TEXT PASSAGE:

┌────────

2010/3/11 Shiraz HASHIM <shiraz.hashim@st.com>:
> On 3/11/2010 12:30 PM, Linus Walleij wrote:
>> 2010/3/3 Viresh KUMAR <viresh.kumar@st.com>:
>> (...)
>>> +       if (unlikely(clk->flags & RESET_TO_ENABLE))
>>> +               val &= ~(1 << clk->en_reg_bit);
>>> +       else
>>> +               val |= 1 << clk->en_reg_bit;
>>> +       writel(val, clk->en_reg);
>>
>> I don't understand one bit of this. (...)
>
> The intention to use RESET_TO_ENABLE flag is to generalize clock
> enable/disable across platforms.

I misread the entire thing, there was some bad parsing inside my head...
Sorry about this.

>> OMAP uses CPUfreq but that is really about the CPU. As it happens, all
>> their clk:s always change frequency at the same operating points as the
>> CPU. So they can have pre/post calls from CPUfreq in their code, but
>> this will not work with things like PrimeCells where other users of the cell
>> may not have operating points correlated with CPU operating points.

└────────

PROMPT 1: Count the lines of the listing that contain the string "segment", treating uppercase and lowercase as distinct, and give only that number.
The text and the listing are unrelated to each other.

RECORDS FOR THIS TASK:
┌────────

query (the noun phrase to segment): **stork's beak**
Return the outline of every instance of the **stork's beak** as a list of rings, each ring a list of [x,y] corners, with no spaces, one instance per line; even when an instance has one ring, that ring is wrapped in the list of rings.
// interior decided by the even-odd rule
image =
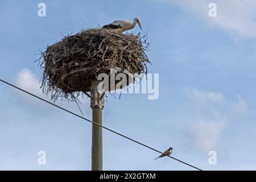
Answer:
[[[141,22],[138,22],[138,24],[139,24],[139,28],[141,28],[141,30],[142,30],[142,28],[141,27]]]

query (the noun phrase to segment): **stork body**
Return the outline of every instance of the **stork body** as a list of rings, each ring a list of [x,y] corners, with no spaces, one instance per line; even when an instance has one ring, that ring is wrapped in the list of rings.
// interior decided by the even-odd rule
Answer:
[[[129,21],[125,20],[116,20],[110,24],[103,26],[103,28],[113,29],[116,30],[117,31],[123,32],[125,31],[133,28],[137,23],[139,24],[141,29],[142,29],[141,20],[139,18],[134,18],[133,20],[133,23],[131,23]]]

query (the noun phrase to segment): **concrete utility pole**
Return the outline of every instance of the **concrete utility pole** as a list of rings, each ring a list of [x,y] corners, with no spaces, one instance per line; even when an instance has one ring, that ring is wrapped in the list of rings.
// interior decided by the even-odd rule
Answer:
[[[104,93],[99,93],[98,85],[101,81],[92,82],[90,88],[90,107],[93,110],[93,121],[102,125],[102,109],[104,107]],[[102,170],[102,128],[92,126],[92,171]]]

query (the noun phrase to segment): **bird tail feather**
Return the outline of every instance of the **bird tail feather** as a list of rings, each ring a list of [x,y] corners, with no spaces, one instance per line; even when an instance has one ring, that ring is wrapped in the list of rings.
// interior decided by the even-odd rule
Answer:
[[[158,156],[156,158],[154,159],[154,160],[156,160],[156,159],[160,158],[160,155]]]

└────────

PROMPT 2: Carry on the email exchange about clock enabling and CPUfreq from the point where it stops.

REPLY 1: 4

REPLY 2:
>>
>> (I'm not requesting you to solve this problem, more to be aware of it.)
>
> I think generally in embedded systems (at least in our case :) ) the CPU clock
> itself is not completly independent. It is generally tied with some system
> clock, which has an impact on bus and peripheral clocks. In that sense cpu freq
> would be a better mean to notify frequency change.
> In any case, clock framework don't intend to do it. It only need to reflect
> correct system state. Is this understanding correct?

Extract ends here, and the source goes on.